# SHORT EXERCISE
Report every line of the listing below that contains the word "dark", treating uppercase and lowercase as different.

# AVAILABLE RECORDS
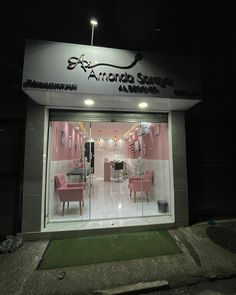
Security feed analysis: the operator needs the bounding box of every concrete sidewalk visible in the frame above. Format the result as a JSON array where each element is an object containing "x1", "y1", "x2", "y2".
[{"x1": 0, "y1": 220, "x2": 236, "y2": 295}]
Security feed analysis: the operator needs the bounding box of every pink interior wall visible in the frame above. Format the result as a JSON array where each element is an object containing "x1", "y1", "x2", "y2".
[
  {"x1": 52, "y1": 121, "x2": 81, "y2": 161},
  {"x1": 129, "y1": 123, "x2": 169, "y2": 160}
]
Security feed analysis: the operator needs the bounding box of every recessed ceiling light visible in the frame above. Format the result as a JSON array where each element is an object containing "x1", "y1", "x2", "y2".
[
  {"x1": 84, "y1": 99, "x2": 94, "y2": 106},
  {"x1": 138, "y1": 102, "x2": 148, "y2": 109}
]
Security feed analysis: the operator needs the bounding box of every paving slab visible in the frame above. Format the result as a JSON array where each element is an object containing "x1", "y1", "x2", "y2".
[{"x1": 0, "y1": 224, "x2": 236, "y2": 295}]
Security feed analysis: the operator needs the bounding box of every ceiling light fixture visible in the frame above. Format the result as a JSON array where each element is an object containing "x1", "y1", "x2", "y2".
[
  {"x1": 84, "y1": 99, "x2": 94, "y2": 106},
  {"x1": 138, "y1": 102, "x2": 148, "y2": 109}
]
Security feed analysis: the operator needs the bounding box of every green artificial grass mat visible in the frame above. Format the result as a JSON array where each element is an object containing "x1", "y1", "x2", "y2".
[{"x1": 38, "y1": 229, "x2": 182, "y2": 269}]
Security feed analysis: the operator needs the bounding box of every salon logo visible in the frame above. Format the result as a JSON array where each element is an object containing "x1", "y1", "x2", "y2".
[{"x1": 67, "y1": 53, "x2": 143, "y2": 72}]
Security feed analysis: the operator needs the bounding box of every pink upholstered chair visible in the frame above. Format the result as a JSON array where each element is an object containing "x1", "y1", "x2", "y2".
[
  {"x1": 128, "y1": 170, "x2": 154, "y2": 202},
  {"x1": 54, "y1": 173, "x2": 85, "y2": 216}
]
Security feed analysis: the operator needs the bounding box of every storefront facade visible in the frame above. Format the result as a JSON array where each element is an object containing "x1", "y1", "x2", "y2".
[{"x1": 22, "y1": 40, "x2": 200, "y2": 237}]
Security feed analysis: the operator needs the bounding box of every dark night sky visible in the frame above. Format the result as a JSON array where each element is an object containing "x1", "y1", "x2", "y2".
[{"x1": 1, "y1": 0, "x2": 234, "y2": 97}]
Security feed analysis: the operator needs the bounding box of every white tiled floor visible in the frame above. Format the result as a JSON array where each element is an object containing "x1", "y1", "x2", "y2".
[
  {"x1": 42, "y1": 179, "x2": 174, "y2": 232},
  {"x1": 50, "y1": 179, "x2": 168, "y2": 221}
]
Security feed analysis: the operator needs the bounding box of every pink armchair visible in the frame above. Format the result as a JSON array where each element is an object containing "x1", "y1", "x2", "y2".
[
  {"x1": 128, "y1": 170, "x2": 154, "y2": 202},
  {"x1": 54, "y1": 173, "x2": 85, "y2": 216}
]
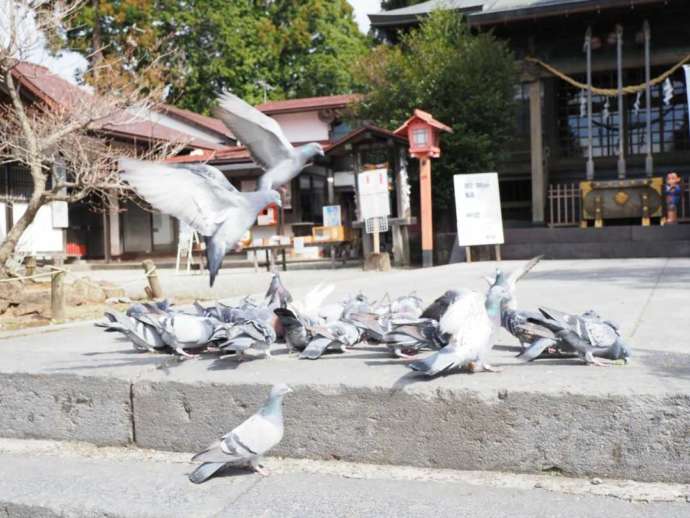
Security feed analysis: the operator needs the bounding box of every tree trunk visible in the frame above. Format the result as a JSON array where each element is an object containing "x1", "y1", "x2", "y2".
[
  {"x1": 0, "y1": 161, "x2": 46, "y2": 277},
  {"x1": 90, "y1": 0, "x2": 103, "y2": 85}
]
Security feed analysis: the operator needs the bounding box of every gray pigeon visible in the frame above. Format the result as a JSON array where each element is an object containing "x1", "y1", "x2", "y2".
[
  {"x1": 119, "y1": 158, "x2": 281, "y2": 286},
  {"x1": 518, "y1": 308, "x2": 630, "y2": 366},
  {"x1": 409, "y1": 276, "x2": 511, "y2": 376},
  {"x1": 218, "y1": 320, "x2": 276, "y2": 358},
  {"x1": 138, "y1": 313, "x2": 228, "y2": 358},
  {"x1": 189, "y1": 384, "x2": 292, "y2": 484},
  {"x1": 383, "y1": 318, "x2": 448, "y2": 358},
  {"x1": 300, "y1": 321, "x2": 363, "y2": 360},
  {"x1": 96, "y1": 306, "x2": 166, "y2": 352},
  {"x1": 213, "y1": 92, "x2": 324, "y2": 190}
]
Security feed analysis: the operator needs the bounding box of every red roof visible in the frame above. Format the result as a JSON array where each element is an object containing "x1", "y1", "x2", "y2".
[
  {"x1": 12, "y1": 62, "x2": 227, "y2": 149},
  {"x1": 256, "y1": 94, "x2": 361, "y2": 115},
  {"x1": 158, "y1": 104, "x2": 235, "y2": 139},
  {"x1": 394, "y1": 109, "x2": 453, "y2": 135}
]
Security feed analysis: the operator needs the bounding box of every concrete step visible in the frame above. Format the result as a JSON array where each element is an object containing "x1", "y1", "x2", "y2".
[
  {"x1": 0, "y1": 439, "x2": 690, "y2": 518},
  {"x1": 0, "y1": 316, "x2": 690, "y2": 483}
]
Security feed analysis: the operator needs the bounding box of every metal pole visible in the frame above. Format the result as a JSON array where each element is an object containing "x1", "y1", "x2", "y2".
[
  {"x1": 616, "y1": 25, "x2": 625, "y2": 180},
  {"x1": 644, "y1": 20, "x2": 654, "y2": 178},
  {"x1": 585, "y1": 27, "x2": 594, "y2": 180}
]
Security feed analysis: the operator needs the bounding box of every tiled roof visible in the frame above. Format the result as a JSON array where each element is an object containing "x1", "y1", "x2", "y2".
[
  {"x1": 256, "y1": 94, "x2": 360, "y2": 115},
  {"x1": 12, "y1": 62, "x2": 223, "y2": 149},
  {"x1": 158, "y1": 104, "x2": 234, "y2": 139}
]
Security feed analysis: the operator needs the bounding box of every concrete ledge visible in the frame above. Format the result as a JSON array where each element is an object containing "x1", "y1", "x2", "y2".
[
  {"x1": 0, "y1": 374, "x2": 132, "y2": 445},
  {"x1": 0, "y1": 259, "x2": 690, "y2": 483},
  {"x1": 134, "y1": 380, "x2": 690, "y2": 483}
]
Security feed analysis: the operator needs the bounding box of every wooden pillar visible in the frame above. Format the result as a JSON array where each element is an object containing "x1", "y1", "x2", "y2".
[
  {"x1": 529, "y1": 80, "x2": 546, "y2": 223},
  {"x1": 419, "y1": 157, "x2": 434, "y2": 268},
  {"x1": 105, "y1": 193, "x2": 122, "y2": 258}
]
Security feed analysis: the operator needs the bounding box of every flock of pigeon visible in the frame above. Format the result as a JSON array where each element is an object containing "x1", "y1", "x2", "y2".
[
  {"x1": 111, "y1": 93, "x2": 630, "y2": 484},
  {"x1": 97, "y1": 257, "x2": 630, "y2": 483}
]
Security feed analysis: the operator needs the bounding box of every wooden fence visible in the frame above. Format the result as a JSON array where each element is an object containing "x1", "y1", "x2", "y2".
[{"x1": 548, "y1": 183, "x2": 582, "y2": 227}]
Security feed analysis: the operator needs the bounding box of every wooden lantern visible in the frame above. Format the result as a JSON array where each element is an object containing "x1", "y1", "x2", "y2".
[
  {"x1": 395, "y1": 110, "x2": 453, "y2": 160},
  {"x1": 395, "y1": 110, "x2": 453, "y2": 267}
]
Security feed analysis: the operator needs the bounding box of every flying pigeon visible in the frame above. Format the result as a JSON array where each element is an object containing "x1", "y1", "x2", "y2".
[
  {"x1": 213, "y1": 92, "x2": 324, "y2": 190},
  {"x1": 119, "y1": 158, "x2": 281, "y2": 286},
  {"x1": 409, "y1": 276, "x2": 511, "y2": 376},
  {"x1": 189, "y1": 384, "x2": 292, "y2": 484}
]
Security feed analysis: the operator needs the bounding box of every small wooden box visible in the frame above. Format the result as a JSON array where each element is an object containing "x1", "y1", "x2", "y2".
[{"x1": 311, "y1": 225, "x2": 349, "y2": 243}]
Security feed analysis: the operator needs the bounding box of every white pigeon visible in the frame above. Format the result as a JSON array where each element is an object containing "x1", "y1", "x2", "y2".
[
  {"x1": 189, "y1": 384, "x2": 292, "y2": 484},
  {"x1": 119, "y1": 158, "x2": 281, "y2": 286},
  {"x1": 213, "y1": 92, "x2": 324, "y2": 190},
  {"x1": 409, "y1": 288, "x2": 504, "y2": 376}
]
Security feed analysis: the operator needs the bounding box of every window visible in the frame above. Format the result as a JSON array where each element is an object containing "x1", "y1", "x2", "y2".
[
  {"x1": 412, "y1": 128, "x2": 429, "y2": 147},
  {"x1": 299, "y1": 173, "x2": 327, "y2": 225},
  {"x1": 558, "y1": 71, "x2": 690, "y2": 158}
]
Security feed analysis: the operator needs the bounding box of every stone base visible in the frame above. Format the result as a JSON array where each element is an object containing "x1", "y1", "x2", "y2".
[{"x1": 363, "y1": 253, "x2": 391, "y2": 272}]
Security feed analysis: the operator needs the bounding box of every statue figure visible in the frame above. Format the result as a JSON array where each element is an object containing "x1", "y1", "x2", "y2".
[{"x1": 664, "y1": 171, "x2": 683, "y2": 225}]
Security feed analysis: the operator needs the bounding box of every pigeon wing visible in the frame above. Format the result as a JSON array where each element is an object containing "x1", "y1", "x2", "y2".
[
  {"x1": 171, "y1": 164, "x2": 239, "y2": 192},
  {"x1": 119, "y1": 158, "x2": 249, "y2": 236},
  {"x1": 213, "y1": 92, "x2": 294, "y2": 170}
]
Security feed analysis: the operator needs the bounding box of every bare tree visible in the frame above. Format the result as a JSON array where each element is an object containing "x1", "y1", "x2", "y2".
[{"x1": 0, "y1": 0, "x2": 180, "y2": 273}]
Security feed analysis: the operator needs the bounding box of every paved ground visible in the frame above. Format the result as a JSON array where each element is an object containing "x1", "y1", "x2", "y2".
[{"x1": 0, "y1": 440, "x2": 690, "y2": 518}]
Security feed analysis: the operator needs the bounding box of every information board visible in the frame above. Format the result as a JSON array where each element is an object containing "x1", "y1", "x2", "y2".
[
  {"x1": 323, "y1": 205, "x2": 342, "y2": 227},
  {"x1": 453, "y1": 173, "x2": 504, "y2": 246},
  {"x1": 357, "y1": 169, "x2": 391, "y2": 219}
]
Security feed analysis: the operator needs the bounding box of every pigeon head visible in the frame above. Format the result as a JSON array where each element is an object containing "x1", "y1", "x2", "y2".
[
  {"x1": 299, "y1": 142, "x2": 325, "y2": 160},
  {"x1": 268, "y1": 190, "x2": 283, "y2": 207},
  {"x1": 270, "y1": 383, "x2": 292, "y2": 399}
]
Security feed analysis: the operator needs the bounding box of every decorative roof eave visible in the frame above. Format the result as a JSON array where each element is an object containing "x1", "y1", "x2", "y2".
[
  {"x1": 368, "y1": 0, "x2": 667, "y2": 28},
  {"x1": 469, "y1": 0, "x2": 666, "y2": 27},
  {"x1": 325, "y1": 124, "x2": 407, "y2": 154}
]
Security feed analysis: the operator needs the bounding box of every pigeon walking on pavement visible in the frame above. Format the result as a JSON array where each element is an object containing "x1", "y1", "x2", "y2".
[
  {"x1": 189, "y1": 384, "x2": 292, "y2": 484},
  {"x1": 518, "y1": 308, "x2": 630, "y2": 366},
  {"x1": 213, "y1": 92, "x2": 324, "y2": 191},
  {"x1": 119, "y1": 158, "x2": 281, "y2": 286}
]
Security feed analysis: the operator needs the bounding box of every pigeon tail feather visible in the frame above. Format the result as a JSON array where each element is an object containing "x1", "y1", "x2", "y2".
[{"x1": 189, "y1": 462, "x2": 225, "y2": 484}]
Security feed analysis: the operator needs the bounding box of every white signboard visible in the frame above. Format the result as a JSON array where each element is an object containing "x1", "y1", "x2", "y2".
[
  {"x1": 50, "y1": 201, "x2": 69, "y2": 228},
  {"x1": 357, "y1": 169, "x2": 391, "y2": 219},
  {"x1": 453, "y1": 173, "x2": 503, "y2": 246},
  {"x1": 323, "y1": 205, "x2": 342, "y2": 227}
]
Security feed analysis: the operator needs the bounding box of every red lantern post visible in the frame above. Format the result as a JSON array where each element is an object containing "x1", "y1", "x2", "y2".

# RESULT
Security feed analysis: the operator needs the bounding box of every dark night sky visible in the frame above. Format the result as a JSON array where each element is an object containing "x1", "y1", "x2", "y2".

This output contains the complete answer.